[start of Given data]

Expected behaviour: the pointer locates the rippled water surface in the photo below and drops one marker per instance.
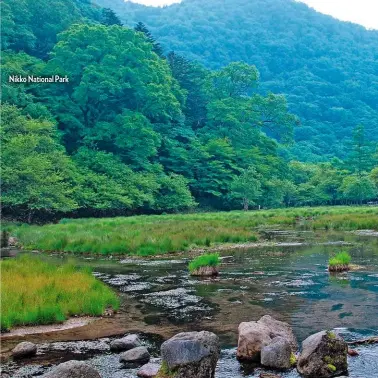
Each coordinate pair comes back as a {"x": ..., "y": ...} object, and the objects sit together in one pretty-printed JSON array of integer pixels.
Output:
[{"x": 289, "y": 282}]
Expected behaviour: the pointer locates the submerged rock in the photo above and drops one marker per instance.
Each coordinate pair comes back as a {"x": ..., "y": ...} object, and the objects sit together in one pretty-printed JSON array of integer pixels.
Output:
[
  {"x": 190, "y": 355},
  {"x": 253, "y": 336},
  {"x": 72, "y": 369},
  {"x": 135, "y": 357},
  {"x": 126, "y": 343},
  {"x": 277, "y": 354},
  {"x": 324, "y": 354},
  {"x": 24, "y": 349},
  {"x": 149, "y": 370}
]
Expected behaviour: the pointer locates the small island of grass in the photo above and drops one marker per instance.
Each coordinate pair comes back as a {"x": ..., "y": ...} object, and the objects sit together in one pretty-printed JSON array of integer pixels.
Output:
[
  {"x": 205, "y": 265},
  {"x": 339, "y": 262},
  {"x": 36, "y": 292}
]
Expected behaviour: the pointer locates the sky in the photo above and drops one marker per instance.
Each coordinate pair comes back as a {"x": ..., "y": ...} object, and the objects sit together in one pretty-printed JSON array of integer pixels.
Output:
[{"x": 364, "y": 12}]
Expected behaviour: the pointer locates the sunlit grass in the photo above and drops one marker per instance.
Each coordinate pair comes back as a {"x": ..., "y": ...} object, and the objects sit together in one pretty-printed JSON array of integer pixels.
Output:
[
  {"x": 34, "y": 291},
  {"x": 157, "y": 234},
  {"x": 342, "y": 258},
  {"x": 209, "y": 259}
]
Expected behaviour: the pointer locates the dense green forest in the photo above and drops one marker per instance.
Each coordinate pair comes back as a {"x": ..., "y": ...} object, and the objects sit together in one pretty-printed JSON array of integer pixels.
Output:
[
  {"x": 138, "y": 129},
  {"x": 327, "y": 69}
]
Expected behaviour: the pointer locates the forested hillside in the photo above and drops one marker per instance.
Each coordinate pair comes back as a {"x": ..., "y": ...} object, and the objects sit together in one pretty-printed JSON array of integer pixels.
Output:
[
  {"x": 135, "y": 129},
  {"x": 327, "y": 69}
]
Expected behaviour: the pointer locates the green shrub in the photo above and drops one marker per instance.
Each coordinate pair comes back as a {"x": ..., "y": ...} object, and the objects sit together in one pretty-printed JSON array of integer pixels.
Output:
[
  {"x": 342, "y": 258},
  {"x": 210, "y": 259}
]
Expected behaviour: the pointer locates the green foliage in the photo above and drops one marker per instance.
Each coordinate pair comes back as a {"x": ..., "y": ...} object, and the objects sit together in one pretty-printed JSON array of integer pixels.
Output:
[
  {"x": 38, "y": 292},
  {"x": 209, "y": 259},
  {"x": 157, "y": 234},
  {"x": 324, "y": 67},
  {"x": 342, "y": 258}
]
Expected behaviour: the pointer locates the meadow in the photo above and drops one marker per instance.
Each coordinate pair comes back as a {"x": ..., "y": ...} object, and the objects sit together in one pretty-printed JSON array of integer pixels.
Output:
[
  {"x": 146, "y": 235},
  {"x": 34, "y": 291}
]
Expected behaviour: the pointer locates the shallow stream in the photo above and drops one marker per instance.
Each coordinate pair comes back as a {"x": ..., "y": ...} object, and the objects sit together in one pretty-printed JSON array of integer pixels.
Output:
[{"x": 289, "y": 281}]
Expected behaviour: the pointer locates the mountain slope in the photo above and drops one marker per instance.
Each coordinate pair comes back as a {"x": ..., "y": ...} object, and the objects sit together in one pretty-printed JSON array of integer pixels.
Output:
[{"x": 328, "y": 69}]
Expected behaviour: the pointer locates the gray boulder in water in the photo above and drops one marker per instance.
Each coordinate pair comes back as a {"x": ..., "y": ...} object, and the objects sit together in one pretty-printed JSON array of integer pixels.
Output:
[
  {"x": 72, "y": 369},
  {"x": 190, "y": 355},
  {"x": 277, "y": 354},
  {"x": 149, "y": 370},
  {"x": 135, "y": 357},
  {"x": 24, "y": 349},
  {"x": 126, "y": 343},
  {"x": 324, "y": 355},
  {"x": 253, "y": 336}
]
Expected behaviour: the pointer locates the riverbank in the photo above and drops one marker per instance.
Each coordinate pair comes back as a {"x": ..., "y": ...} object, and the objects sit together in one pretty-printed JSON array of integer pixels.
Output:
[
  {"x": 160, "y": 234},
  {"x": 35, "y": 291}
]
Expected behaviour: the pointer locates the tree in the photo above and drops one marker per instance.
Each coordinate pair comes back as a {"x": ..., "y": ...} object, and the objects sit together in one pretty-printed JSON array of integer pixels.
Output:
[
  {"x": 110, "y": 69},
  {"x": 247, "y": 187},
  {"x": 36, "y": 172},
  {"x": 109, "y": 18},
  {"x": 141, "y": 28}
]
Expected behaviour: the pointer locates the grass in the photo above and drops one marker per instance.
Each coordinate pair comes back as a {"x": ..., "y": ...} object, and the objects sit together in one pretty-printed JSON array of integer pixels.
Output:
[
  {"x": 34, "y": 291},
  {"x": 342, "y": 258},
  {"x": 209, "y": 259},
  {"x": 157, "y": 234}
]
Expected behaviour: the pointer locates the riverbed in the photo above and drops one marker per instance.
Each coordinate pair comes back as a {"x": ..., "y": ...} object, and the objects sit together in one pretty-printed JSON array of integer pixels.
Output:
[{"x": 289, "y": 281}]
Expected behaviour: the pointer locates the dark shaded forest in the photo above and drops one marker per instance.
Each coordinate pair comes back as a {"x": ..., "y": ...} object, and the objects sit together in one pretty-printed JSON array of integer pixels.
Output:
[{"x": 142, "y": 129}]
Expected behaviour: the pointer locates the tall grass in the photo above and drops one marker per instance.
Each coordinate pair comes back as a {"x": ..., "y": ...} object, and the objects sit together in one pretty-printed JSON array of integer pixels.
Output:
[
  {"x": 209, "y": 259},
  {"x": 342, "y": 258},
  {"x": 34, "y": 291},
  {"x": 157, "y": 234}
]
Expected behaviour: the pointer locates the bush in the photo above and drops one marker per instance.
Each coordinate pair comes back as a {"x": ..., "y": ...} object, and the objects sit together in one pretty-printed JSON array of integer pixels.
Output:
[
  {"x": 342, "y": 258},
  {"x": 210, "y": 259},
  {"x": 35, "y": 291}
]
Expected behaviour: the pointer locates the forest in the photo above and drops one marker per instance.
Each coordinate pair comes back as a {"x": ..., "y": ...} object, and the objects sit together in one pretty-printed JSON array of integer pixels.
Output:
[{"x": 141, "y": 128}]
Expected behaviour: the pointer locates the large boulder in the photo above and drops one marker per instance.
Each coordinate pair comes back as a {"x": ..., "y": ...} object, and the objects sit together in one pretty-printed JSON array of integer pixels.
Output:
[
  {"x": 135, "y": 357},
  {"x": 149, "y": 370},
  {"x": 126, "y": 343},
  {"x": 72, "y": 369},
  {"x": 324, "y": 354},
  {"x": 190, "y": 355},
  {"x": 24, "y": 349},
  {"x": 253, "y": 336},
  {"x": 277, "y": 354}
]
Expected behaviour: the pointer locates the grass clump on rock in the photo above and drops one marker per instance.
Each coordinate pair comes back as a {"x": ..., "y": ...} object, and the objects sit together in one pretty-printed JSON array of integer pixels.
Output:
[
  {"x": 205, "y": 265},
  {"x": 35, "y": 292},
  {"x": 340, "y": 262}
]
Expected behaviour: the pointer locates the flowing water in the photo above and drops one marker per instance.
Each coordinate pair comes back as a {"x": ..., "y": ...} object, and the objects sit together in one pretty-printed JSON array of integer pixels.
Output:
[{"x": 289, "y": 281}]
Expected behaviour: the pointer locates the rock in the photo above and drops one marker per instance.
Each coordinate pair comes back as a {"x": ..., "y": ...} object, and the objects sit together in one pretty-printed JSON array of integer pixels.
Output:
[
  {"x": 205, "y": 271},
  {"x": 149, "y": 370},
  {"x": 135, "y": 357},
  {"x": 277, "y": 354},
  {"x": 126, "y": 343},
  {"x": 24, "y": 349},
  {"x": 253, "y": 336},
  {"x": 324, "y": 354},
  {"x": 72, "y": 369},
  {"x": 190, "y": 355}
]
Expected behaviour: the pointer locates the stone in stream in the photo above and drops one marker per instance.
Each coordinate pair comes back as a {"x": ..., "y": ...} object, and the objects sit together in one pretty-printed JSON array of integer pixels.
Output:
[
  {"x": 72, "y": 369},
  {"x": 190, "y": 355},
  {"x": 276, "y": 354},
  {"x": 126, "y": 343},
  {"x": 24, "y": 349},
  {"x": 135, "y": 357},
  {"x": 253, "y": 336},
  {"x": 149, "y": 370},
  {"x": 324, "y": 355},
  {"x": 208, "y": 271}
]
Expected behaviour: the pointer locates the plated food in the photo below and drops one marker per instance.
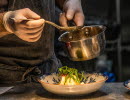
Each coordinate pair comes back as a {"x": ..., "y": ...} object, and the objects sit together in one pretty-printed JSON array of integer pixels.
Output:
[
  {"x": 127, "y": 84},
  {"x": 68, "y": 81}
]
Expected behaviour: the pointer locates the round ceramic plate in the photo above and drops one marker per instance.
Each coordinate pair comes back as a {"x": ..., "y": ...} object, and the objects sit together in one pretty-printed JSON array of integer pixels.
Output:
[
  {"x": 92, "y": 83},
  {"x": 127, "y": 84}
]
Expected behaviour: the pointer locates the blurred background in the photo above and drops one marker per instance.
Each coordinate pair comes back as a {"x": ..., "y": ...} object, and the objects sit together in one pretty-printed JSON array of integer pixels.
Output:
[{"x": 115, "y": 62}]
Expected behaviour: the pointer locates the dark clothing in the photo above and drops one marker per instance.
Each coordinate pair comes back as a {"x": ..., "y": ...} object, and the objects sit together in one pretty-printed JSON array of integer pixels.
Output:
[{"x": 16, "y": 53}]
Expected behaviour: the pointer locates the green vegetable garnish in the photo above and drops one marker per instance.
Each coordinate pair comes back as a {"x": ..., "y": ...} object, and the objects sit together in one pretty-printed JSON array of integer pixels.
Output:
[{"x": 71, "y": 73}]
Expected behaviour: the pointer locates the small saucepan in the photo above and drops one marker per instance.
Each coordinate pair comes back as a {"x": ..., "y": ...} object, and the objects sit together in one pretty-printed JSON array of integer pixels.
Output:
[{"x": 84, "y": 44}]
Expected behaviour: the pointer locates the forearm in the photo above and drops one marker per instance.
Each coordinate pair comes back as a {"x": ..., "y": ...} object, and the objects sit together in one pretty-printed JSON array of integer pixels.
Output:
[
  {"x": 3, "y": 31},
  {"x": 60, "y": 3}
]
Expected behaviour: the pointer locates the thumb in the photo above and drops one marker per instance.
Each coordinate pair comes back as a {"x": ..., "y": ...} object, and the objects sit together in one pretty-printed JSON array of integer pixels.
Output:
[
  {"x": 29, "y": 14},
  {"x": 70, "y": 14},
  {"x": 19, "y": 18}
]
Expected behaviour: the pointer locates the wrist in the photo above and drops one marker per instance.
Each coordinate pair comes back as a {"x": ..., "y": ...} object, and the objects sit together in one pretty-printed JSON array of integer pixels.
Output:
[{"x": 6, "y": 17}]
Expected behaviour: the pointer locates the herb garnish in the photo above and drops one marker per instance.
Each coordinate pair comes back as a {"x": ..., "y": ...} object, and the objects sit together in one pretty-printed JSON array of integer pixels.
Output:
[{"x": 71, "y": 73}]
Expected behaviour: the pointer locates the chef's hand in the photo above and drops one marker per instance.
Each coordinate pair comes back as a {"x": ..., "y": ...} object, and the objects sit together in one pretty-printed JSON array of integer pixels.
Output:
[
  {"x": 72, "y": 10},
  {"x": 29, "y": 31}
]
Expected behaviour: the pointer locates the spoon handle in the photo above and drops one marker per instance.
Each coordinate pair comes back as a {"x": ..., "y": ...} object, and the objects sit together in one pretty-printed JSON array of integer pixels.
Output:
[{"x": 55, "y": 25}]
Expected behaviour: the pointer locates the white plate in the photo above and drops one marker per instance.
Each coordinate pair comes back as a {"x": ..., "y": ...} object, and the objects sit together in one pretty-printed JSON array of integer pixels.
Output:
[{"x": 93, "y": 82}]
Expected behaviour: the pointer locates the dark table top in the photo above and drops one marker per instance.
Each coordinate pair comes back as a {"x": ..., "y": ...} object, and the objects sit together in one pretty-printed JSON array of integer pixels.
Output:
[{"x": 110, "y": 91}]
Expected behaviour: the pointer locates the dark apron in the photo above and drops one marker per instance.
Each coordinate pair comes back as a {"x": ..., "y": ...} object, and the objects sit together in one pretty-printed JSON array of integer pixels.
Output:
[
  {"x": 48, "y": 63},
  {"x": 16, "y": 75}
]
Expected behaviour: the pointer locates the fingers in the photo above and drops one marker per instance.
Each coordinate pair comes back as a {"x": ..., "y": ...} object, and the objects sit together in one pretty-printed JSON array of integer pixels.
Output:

[end of Given data]

• _To be done_: Return exactly, and only, the line containing "Expected behaviour: the pointer locates the spoon" and every line after it through the end of the material.

• _Problem solution_:
Expected behaviour: the pointer locates the spoon handle in the photo above and drops one marker per instance.
Each coordinate pair comes back as a {"x": ..., "y": ...} object, and the objects sit together in one pretty-printed JSON array of integer pixels.
Output:
[{"x": 55, "y": 25}]
Expected behaviour: the pointer locates the white plate in the photo above and drops one marker per instance.
Each coordinate pair comes back as a {"x": ..., "y": ...} object, and the objects sit together in one pretty-printed JSON array of integer pixels.
Output:
[{"x": 93, "y": 82}]
Expected behaviour: the pointer locates the dark table top in the photo above and drops one marker per instance.
Each coordinate pair comes back as a {"x": ..., "y": ...} object, and the objects sit together in one pretty-printed JSON array of integer pixels.
Output:
[{"x": 110, "y": 91}]
Expected behaviour: the pointer locates the dark apron in the photo above and drops one marker per instance.
Each coordinate pair comes back as a {"x": ..., "y": ...} object, and the objects sit together in one pretty-printed JSON array of integer pixels.
Output:
[
  {"x": 48, "y": 63},
  {"x": 16, "y": 75}
]
Expected behaviour: the pointer locates the fingers in the photo above and drops one marker per instance.
Each coordinate pair comes back as a {"x": ..., "y": ...} object, and the objects sit together in one pretty-printed JSON array of integer pixels.
Output:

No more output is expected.